_GIVEN INSTRUCTION_: In the text below about the Queens apartment building, on what date was apartment 2 vacated?

_TEXT PROVIDED_:
Petitioner owns an apartment building in Queens County. Under the prior owner, apartment 2 in the building ceased to be rent controlled and became subject to the Rent Stabilization Law (Administrative Code of City of New York former § YY51-1.0 et seq. [now § 26-501 et seq.]) when the apartment was vacated on October 30, 1976. Lois' Davis, the first rent-stabilized tenant, negotiated, subject to a fair market rent appeal, the initial regulated rent reserved in her lease. She never filed a fair market rent appeal. On October 1, 1980, several years after petitioner acquired the property, Olga Pejerrey, the present tenant, succeeded Davis and began to occupy the apartment.

_DATA_:
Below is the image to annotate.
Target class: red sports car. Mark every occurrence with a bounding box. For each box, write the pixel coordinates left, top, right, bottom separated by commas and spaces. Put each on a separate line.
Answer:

_ANSWER FOR THE TASK_: October 30, 1976.